── RECORD EXCERPTS
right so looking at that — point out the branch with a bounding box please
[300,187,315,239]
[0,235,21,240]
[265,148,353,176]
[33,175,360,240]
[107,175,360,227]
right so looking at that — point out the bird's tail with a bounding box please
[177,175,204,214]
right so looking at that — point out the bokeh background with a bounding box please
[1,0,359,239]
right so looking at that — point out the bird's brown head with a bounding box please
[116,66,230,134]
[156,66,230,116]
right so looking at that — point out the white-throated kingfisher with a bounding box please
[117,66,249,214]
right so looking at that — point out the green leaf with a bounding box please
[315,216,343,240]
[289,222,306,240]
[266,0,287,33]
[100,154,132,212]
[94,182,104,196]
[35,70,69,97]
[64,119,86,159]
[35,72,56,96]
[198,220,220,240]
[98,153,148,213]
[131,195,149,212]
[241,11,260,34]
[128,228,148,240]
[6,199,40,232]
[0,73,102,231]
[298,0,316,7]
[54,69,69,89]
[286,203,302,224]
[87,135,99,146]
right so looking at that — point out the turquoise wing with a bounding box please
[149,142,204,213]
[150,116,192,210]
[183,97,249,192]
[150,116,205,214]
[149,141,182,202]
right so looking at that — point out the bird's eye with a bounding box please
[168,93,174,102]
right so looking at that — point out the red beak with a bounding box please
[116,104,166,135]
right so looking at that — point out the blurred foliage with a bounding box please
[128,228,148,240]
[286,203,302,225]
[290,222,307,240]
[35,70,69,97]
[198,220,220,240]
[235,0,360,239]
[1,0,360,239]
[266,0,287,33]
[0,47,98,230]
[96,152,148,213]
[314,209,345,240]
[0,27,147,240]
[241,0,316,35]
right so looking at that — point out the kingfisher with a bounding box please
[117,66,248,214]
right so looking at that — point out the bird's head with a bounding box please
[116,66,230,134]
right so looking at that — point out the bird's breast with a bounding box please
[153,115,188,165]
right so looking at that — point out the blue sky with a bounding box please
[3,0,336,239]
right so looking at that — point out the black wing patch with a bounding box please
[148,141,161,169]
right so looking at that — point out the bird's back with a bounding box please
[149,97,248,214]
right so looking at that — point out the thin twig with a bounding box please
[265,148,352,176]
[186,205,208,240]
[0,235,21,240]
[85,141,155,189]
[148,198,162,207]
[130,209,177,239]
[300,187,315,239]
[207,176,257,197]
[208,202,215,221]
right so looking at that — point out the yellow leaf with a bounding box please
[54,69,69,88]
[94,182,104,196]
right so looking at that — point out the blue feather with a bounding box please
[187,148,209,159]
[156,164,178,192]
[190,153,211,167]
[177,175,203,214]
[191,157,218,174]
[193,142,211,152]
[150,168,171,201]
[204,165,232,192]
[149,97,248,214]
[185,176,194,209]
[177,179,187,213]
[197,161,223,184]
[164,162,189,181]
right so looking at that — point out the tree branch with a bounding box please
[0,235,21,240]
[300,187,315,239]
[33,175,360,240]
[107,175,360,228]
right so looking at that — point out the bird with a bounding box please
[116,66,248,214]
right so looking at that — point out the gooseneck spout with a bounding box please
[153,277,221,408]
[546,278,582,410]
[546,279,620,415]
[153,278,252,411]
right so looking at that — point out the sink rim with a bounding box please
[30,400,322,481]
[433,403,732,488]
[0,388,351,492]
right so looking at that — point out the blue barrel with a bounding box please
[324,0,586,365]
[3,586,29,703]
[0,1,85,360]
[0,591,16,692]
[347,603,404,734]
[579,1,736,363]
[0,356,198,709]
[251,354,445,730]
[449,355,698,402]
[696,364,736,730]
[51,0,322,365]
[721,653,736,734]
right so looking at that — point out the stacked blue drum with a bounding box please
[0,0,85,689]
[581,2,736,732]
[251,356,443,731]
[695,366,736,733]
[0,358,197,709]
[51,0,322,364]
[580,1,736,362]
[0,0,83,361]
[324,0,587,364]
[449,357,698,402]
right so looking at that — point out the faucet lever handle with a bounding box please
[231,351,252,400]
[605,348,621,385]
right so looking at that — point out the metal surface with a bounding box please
────
▶ **GOAL OF THE EXERCISE**:
Write out each entry above exactly as it is written.

▶ **SOLUTION FOR THIS PROBLEM**:
right so looking at that — point out the branch with a bounding box please
[300,187,315,239]
[0,235,21,240]
[265,148,353,176]
[33,175,360,240]
[107,175,360,227]
right so looking at that — point out the bird's tail with a bounding box please
[177,175,204,214]
right so looking at that — point out the bokeh background with a bounding box please
[1,0,359,239]
right so looking at that — point out the bird's brown head with a bounding box please
[116,66,230,134]
[156,66,230,116]
right so looking at that — point out the white-throated kingfisher with a bounding box please
[117,66,249,214]
right so looking at that — point out the green leaf with a bounding box please
[315,216,343,240]
[289,222,306,240]
[266,0,287,33]
[100,154,132,212]
[94,182,104,196]
[35,70,69,97]
[64,119,86,159]
[35,72,56,96]
[198,220,220,240]
[98,153,148,213]
[131,195,149,212]
[241,11,260,34]
[128,228,148,240]
[6,199,40,232]
[0,73,102,231]
[298,0,316,7]
[54,69,69,89]
[286,203,302,224]
[87,135,99,146]
right so looking at that — point out the turquoise wing with a bounding box please
[149,142,204,213]
[150,116,192,210]
[183,97,249,192]
[150,116,205,214]
[149,141,182,202]
right so looking at that — point out the bird's eye with a bounding box please
[168,93,174,102]
right so looking at that — point out the red beak with a bounding box please
[116,104,166,135]
right so looking at that — point out the blurred foliage with a bounding box please
[128,228,148,240]
[286,203,302,225]
[290,222,307,240]
[35,70,69,97]
[198,220,220,240]
[235,0,360,239]
[1,0,360,239]
[266,0,287,33]
[0,47,98,230]
[96,152,148,213]
[314,209,345,240]
[0,27,147,240]
[241,0,316,35]
right so looking at that — point out the kingfisher with a bounding box please
[117,66,248,214]
right so looking at that — point out the bird's head with a bounding box please
[116,66,230,134]
right so looking at that — point out the bird's breast with a bounding box please
[153,115,188,165]
right so looking at that — point out the blue sky with a bounding box please
[3,0,336,239]
right so looking at that — point out the black wing patch with a bounding box please
[148,141,161,169]
right so looking at that — point out the bird's back with a bounding box please
[149,97,248,214]
right so looking at that — point out the thin twig with a bounding box please
[265,148,352,176]
[186,205,208,240]
[0,235,21,240]
[85,141,155,189]
[148,198,162,207]
[130,209,177,239]
[300,187,315,239]
[207,176,257,197]
[208,202,215,221]
right so looking at that — point out the yellow leaf with a bounding box please
[54,69,69,88]
[94,182,104,196]
right so looking at that — point out the blue feather with a bounding box please
[187,148,209,159]
[156,164,178,192]
[190,153,211,167]
[177,175,203,214]
[191,157,218,174]
[193,142,211,152]
[150,168,171,201]
[204,165,232,192]
[149,97,248,214]
[185,176,194,209]
[177,179,187,213]
[197,161,223,184]
[164,162,189,181]
right so looking at that — point out the tree branch with a bounding box please
[0,235,21,240]
[300,187,315,239]
[33,175,360,240]
[107,175,360,228]
right so looking at that — point out the bird with a bounding box please
[116,66,248,214]
right so looking at that — point out the gooseneck spout with a bounding box please
[153,277,221,408]
[546,278,582,410]
[546,279,620,415]
[153,278,252,411]
right so looking at that — point out the sink rim with a bounding box please
[30,400,322,481]
[433,403,732,488]
[0,388,351,492]
right so looking at that — point out the blue barrel with a bounding box please
[324,0,586,365]
[3,586,29,703]
[0,1,85,360]
[0,591,16,692]
[347,603,404,734]
[579,1,736,363]
[0,356,198,709]
[251,354,445,730]
[449,355,698,402]
[696,364,736,730]
[51,0,322,365]
[721,653,736,734]
right so looking at that — point out the stacked blue drum with a bounding box please
[0,0,85,689]
[581,2,736,732]
[251,356,443,731]
[695,366,736,733]
[0,358,197,709]
[51,0,322,364]
[580,1,736,362]
[0,0,83,361]
[324,0,587,364]
[449,357,698,402]
right so looking at that — point out the faucet lever handle with a bounding box please
[231,351,252,400]
[605,348,621,385]
right so looking at that — point out the metal surface with a bounding box please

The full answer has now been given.